## Document excerpt
-.-.-

Tuesday, September 23, 2014

Globe Embraces Occupy Wall Street

The hallmark of an agenda-pu$hing, controlled-oppo$ition effort!

I'm sure carbon credits are a good investment for those wanting to save the world, and by that I mean the good-hearted elite taking such good care of us all as they profit tremendously.

"Protesters stage Wall Street sit-in over climate crisis" by Jennifer Peltz | Associated Press   September 23, 2014

NEW YORK — A day after 100,000 people marched to warn that climate change is destroying the Earth, more than 1,000 activists gathered Monday in Lower Manhattan’s financial district to protest what they said was corporate and economic institutions’ role in the climate crisis.

Good thing the same people will be underwriting that carbon credit scam the marchers so want.

Want to really limit emissions? Call for the war machine to be shut down and put a moratorium on fracking.

Three people had been arrested by 7 p.m., The New York Times reported, citing police. Officers had said the protesters did not obtain a permit for the rally.

But by and large, the police, office workers, and tourists watched as the activists chanted ‘‘We can’t take this climate heat; we’ve got to shut down Wall Street’’ and bounced two large, inflatable balloons meant to represent carbon dioxide bubbles. Police later punctured the balloons.

Ben Shapiro, an urban farmer and bread-maker from Youngstown, Ohio, said he didn’t participate in Sunday’s march but came specifically on Monday because he’s concerned about fracking, a technique that cracks open rock layers to free natural gas.

He said he believes the financial system enables pollution.

-.-.-

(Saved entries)
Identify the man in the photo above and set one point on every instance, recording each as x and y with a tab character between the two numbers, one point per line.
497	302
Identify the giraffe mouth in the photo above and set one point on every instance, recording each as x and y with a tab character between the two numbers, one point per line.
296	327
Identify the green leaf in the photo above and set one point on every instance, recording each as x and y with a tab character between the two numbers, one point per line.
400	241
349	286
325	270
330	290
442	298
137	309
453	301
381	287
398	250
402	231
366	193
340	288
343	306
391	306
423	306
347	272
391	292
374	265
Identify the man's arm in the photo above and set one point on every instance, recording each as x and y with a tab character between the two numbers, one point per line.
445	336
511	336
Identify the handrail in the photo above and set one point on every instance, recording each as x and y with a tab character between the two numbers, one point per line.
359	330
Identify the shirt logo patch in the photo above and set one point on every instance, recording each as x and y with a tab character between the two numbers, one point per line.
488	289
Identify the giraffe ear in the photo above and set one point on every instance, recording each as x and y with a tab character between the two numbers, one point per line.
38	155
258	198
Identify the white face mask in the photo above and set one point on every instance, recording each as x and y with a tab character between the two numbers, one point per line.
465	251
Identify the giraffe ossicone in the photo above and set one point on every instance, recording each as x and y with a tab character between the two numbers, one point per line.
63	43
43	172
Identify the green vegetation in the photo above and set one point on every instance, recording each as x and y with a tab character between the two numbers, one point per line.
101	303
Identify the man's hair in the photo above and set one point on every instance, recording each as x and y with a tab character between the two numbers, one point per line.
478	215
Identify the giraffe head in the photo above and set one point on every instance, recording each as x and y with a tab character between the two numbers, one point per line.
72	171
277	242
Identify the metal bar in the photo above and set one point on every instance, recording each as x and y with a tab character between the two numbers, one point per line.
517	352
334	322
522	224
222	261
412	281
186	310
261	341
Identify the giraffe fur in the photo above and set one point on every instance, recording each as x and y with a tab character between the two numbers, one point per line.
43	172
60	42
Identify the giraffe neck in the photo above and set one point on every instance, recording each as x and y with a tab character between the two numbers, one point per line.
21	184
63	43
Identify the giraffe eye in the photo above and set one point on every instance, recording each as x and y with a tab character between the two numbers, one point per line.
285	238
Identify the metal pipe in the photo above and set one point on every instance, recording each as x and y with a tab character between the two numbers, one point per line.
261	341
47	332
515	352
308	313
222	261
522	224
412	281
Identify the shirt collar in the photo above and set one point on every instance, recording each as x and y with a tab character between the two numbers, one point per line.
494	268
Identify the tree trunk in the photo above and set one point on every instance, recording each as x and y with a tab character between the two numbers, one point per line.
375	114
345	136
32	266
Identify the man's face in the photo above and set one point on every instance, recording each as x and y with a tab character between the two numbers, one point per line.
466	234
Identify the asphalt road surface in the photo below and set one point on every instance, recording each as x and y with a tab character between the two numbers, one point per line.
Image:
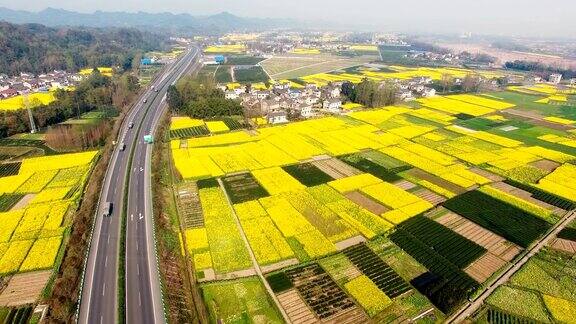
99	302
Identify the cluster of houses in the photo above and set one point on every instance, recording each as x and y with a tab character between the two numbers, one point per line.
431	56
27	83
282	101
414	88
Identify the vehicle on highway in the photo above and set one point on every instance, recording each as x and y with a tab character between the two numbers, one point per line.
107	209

-.-.-

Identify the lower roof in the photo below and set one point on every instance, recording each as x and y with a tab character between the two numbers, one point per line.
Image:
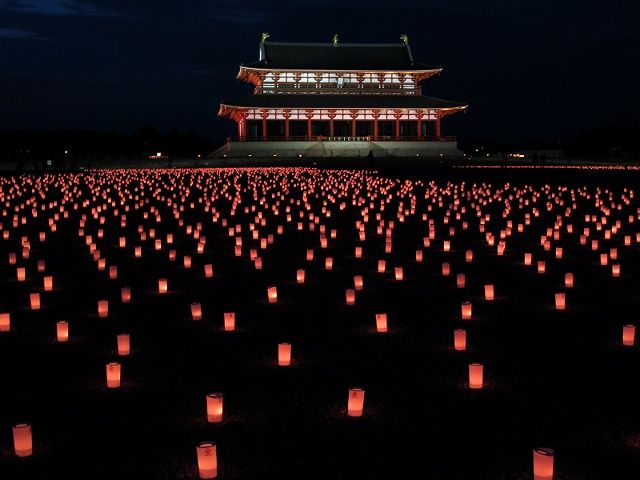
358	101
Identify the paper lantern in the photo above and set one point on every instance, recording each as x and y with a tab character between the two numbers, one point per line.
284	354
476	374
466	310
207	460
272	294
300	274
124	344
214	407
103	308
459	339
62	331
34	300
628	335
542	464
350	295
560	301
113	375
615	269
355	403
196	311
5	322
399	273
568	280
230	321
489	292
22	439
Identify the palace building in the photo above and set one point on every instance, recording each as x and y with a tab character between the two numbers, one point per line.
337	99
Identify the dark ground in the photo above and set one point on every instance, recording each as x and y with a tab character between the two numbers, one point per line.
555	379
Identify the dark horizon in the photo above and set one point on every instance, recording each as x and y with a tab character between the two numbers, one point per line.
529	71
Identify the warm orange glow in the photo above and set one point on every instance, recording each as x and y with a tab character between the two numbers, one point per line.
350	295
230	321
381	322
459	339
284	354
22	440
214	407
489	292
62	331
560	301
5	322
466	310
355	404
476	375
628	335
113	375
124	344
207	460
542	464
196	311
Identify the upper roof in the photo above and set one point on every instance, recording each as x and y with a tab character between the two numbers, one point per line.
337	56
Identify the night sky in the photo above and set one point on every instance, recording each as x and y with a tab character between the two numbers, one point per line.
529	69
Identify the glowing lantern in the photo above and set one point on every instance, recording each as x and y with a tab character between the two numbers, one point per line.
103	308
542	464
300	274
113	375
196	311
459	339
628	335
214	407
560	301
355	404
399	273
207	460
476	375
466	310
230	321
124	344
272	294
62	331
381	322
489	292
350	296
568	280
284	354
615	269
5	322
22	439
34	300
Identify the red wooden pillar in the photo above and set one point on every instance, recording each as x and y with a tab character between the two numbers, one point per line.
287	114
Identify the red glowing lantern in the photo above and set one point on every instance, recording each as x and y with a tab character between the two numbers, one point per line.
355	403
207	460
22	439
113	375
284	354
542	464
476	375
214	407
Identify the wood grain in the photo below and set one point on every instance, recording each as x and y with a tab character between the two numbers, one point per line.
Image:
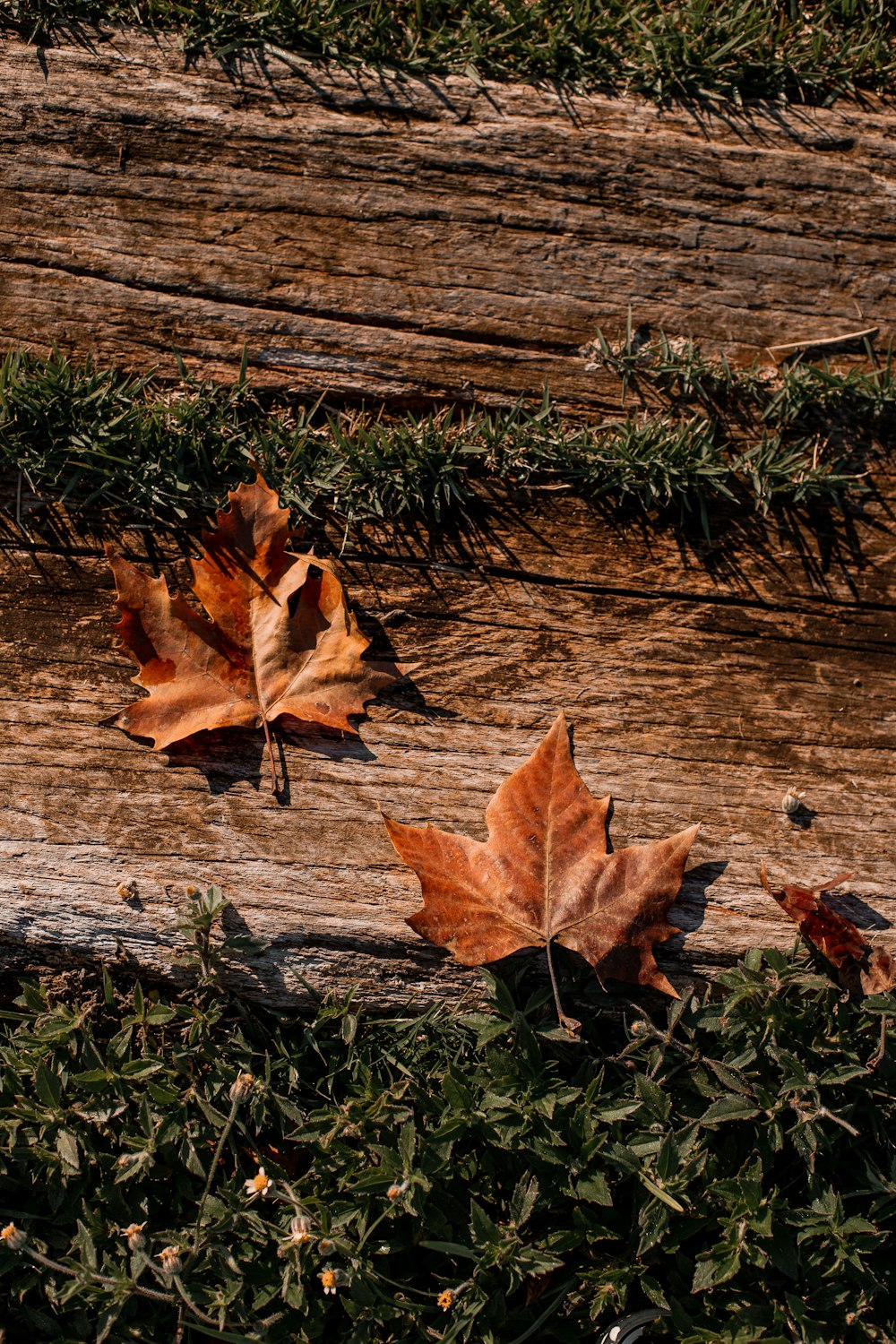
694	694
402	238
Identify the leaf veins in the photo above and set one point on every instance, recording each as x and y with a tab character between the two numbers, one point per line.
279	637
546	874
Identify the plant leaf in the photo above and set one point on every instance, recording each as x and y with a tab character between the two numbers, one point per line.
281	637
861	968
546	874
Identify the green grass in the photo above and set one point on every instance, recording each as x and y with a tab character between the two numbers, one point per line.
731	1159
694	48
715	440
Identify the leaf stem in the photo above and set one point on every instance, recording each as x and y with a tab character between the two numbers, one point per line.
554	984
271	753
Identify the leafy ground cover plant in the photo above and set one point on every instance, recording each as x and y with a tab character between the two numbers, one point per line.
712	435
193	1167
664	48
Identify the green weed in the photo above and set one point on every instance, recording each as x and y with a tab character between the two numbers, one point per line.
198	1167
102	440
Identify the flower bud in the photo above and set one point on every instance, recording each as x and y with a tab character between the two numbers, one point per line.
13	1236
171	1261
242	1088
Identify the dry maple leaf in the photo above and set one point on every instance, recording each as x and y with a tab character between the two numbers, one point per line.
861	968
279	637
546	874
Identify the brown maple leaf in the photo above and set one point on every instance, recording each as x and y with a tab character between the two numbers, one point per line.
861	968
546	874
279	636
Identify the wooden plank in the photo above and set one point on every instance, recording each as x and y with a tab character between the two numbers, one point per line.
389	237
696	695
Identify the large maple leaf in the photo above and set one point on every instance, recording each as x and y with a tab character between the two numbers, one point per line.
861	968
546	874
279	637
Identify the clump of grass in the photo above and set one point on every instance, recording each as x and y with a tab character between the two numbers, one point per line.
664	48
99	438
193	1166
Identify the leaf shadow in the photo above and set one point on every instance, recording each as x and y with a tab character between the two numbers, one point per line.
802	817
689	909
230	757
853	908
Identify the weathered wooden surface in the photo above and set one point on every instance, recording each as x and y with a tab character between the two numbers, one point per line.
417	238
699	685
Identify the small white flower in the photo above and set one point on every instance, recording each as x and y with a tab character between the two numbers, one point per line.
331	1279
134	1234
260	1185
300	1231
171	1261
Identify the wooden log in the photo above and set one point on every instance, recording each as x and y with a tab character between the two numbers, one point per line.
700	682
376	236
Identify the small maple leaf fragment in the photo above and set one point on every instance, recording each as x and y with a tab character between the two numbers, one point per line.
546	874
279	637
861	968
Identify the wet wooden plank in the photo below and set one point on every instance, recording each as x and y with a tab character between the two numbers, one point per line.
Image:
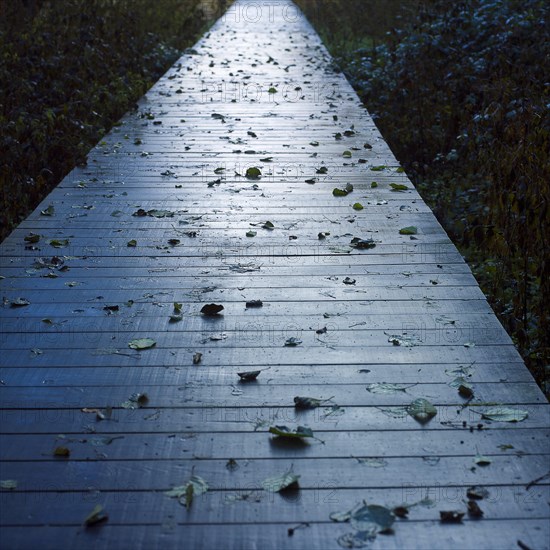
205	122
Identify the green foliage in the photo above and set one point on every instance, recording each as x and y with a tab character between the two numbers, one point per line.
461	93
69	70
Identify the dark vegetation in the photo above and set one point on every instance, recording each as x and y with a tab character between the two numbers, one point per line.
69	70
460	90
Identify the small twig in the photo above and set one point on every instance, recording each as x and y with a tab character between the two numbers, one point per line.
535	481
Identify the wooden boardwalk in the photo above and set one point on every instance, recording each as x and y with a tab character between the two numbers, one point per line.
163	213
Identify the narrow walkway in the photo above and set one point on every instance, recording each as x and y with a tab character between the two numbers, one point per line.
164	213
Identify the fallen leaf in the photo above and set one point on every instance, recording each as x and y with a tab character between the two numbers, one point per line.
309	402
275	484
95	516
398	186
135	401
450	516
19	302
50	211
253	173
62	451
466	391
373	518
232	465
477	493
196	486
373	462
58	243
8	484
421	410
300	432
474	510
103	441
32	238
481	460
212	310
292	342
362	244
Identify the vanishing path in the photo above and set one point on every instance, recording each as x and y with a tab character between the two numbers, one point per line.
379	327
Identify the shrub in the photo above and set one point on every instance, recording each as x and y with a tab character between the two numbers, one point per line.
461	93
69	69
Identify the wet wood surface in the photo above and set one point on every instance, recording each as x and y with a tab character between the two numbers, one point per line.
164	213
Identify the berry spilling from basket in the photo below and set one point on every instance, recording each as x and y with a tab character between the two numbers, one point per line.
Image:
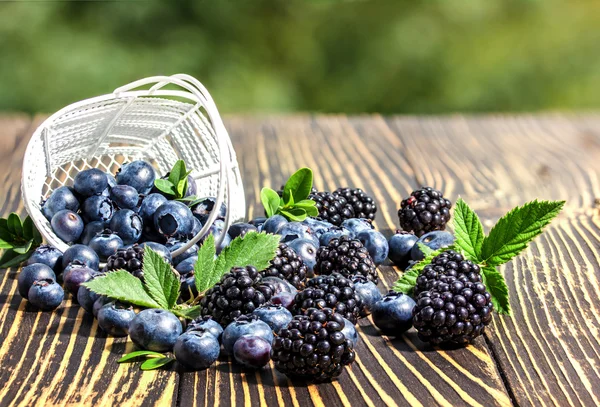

-.-.-

## Work instruction 1
Answer these questions using the Wall Street climate protest post.
(a) How many people marched the day before the Monday protest?
(b) How many people had been arrested by 7 p.m.?
(c) What city and state is Ben Shapiro from?
## Work instruction 2
Render this sentence from the Wall Street climate protest post in Spanish: "He said he believes the financial system enables pollution."
## Work instruction 3
Reproduce a passage from the Wall Street climate protest post word for word, beginning at the words "I'm sure carbon" and stopping after "marchers so want.".

## Response area 1
(a) 100,000 people
(b) Three people
(c) Youngstown, Ohio

## Response area 2
Dijo que cree que el sistema financiero hace posible la contaminación.

## Response area 3
I'm sure carbon credits are a good investment for those wanting to save the world, and by that I mean the good-hearted elite taking such good care of us all as they profit tremendously.

"Protesters stage Wall Street sit-in over climate crisis" by Jennifer Peltz | Associated Press   September 23, 2014

NEW YORK — A day after 100,000 people marched to warn that climate change is destroying the Earth, more than 1,000 activists gathered Monday in Lower Manhattan’s financial district to protest what they said was corporate and economic institutions’ role in the climate crisis.

Good thing the same people will be underwriting that carbon credit scam the marchers so want.